-------- FONTE
A sociedade de consumo líquido-moderna estabelecida na parte rica do planeta não tem espaço para mártires ou heróis, já que mina, despreza e milita contra os dois valores que desencadearam sua oferta e demanda. Em primeiro lugar, milita contra o sacrifício das satisfações imediatas em função de objetivos distantes e, portanto, contra a aceitação de um sofrimento prolongado tendo em vista a salvação na vida após a morte – ou, na versão secular, retarda a gratificação agora em nome de mais ganhos no futuro. Em segundo, questiona o valor de sacrificar satisfações individuais em nome de uma “causa” ou do bem-estar de um grupo (na verdade, nega a existência de grupos “maiores que a soma das partes” e de causas mais importantes do que a satisfação individual). Em suma, a sociedade de consumo líquido-moderna despreza os ideais do “longo prazo” e da “totalidade”. Num ambiente que promove os interesses do consumidor e é por eles sustentando, nenhum dessas ideais mantém o antigo poder de atração, encontra apoio na experiência cotidiana, está afinado com as reações treinadas ou se harmoniza com a intuição do senso comum. Assim sendo, tais ideais tendem a ser substituído pelos valores da gratificação instantânea e da felicidade individual. (pág.63 e 64)
----------------
INSTRUÇÃO: Por favor, reproduza palavra por palavra o texto acima sobre a sociedade de consumo líquido-moderna, do início ao fim.
-------- REGISTROS DE DADOS
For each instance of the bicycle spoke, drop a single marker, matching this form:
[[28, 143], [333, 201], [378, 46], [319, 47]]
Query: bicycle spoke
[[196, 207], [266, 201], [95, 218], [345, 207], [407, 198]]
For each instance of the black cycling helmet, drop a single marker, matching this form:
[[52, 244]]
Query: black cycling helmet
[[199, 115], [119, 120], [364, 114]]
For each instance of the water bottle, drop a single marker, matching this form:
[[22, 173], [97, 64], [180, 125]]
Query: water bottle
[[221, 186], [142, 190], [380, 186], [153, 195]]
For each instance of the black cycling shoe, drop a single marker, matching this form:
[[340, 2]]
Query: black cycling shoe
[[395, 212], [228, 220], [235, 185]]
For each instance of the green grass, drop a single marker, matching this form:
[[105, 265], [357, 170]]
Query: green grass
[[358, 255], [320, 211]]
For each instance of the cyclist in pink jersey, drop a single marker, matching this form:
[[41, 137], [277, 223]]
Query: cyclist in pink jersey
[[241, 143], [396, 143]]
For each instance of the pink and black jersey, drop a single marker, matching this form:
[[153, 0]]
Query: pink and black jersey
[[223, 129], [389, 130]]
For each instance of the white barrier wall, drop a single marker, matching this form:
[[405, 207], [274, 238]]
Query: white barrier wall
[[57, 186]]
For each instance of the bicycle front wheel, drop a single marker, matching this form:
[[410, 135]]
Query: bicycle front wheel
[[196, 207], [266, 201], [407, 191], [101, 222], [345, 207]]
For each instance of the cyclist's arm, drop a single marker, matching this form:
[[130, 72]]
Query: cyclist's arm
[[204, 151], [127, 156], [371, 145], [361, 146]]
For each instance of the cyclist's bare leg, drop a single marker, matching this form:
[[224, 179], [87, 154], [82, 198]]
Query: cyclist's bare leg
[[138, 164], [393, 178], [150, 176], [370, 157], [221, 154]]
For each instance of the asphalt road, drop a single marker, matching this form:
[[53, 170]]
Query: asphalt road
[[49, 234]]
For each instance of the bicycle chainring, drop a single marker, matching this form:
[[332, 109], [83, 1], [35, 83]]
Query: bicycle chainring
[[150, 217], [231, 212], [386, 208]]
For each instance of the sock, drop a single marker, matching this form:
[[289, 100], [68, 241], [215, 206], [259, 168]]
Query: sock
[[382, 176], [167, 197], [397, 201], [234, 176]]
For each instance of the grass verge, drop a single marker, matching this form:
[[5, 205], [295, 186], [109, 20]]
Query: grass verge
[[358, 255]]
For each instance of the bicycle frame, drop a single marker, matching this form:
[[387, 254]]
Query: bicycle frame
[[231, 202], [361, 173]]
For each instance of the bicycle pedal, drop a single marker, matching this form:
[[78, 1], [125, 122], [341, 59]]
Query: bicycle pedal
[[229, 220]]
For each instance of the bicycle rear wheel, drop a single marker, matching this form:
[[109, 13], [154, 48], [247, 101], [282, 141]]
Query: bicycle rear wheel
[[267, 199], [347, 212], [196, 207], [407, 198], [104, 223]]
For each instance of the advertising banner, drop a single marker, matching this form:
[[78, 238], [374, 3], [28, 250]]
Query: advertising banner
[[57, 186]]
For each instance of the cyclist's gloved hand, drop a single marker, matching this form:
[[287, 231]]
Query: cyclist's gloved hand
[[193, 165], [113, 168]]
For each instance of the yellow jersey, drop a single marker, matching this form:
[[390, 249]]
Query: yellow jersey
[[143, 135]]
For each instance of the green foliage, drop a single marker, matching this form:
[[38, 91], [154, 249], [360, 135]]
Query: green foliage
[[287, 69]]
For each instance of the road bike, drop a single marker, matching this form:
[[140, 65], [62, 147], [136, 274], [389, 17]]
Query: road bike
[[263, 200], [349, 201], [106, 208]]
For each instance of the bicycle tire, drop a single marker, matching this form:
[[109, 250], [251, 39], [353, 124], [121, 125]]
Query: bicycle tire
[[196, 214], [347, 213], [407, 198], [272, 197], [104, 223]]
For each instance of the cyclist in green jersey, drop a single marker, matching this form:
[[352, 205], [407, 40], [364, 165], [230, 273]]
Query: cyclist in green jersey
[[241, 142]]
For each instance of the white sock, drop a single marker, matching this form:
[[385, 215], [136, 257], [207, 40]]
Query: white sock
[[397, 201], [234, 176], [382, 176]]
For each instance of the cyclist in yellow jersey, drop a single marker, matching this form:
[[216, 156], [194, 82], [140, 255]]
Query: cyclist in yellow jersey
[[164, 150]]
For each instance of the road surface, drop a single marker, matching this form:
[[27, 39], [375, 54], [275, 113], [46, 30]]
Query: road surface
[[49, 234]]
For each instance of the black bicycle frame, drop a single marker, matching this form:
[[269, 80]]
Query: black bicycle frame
----------------
-------- REGISTROS DE DADOS
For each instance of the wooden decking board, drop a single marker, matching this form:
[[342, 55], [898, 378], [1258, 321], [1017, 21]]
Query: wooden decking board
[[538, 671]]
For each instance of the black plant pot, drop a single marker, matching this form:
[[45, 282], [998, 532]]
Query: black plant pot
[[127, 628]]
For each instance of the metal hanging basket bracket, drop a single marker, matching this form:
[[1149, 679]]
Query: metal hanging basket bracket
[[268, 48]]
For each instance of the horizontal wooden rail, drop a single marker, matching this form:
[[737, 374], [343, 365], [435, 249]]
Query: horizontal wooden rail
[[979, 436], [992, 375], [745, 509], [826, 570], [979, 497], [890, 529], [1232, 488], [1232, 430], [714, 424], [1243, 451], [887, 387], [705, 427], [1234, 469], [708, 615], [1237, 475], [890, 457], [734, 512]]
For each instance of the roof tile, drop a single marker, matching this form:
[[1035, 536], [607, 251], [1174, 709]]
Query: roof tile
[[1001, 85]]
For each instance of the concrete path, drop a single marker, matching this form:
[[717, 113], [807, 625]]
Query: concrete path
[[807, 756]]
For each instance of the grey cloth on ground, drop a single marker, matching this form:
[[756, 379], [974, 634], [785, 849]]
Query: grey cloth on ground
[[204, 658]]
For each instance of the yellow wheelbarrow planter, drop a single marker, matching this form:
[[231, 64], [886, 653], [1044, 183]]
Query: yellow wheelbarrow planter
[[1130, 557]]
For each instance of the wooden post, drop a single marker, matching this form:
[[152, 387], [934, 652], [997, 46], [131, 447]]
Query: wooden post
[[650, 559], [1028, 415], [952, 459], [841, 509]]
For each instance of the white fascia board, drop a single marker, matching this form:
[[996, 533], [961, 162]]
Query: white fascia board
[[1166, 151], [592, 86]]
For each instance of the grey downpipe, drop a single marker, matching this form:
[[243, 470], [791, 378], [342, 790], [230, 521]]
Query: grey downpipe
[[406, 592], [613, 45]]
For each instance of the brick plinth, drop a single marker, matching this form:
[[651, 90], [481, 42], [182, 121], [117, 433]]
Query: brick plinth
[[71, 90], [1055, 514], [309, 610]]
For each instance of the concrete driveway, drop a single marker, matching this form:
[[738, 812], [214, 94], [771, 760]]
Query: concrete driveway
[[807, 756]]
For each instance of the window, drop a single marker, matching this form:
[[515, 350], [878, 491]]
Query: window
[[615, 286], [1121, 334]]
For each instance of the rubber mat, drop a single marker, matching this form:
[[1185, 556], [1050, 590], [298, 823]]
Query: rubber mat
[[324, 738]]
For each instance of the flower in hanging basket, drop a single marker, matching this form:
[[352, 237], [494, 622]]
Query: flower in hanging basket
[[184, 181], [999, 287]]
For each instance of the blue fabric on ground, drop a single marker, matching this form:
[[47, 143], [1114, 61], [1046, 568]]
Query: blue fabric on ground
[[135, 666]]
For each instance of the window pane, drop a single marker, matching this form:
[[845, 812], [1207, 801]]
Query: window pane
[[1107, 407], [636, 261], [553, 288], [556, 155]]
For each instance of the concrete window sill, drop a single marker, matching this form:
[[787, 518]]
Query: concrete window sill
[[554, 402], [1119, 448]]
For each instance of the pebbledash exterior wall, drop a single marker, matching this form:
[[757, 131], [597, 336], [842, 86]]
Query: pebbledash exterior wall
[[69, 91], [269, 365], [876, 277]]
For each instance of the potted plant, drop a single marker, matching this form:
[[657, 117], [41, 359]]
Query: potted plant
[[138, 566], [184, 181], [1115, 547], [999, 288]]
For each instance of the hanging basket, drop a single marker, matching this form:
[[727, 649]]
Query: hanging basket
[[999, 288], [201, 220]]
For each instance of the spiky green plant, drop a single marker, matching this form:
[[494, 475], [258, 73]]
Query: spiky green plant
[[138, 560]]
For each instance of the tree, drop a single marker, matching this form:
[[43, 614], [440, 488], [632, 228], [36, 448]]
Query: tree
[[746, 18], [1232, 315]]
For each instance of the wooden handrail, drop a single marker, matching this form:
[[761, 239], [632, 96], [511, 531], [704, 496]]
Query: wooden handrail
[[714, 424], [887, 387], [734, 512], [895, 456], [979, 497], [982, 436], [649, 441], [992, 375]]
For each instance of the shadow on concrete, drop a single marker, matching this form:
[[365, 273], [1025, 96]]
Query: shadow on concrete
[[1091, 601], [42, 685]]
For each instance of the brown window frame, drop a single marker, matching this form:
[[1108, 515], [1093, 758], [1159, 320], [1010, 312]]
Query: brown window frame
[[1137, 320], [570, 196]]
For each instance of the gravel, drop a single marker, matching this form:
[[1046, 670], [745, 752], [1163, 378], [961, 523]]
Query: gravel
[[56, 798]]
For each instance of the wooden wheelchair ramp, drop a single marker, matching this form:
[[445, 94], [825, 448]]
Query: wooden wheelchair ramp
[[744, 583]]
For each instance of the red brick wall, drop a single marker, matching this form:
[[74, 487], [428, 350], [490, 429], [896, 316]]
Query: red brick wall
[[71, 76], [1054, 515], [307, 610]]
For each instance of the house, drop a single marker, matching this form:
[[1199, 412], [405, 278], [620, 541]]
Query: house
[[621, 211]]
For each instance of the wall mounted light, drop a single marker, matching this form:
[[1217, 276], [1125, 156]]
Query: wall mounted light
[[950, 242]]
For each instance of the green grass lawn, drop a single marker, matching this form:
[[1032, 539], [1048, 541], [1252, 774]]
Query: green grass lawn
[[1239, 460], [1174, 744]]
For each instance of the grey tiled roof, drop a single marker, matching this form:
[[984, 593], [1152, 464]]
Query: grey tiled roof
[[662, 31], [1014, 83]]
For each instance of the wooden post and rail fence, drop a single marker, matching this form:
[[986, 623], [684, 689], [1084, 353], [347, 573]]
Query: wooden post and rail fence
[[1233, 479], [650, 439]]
----------------
-------- REGISTROS DE DADOS
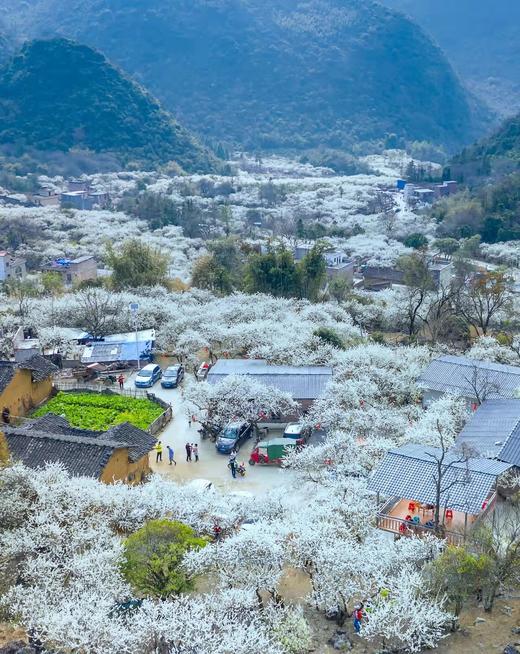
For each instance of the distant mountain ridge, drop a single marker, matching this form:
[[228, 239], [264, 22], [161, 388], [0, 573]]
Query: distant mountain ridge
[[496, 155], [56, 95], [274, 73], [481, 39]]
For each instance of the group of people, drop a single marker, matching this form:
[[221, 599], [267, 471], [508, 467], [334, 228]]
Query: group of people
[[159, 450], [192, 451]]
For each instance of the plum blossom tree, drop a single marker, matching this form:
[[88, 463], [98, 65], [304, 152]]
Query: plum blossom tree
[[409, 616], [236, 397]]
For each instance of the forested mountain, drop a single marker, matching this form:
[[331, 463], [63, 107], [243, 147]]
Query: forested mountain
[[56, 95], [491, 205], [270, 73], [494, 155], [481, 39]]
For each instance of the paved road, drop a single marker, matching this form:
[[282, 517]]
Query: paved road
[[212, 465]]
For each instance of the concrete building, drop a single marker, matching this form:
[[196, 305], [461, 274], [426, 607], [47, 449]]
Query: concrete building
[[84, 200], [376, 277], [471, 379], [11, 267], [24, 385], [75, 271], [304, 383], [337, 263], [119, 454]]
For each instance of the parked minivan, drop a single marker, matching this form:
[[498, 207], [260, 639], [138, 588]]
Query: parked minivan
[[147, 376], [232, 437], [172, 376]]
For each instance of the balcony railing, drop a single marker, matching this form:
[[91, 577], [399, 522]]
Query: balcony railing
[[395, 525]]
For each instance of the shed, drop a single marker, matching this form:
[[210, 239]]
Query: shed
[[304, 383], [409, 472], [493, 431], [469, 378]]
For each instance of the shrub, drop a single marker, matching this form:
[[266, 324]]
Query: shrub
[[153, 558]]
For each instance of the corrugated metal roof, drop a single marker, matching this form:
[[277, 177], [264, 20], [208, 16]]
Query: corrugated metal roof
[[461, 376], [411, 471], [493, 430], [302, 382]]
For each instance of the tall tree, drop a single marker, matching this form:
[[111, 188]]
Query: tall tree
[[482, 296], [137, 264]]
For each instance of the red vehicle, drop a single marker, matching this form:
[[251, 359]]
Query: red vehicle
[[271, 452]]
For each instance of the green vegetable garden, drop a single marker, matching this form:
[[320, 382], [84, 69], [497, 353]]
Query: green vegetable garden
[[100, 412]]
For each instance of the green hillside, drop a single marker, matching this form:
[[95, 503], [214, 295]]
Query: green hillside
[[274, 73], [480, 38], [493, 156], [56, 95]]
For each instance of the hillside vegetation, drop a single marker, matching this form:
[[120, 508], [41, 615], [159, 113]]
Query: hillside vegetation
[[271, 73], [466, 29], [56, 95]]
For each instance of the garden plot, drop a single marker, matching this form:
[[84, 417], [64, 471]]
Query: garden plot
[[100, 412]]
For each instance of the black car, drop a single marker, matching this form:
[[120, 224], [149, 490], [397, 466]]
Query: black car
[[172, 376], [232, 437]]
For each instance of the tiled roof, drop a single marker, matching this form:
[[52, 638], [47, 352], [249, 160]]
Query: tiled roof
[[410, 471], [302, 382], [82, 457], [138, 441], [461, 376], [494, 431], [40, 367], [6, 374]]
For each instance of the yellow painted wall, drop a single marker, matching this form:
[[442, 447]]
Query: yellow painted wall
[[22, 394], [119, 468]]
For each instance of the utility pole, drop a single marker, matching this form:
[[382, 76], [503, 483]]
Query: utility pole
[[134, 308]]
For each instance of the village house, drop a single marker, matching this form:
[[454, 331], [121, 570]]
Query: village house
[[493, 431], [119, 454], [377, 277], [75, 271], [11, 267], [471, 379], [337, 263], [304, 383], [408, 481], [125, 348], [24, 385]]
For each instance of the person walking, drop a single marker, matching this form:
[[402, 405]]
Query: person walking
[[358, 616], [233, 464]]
----------------
RESPOSTA AO EXERCÍCIO:
A sociedade de consumo líquido-moderna estabelecida na parte rica do planeta não tem espaço para mártires ou heróis, já que mina, despreza e milita contra os dois valores que desencadearam sua oferta e demanda. Em primeiro lugar, milita contra o sacrifício das satisfações imediatas em função de objetivos distantes e, portanto, contra a aceitação de um sofrimento prolongado tendo em vista a salvação na vida após a morte – ou, na versão secular, retarda a gratificação agora em nome de mais ganhos no futuro. Em segundo, questiona o valor de sacrificar satisfações individuais em nome de uma “causa” ou do bem-estar de um grupo (na verdade, nega a existência de grupos “maiores que a soma das partes” e de causas mais importantes do que a satisfação individual). Em suma, a sociedade de consumo líquido-moderna despreza os ideais do “longo prazo” e da “totalidade”. Num ambiente que promove os interesses do consumidor e é por eles sustentando, nenhum dessas ideais mantém o antigo poder de atração, encontra apoio na experiência cotidiana, está afinado com as reações treinadas ou se harmoniza com a intuição do senso comum. Assim sendo, tais ideais tendem a ser substituído pelos valores da gratificação instantânea e da felicidade individual. (pág.63 e 64)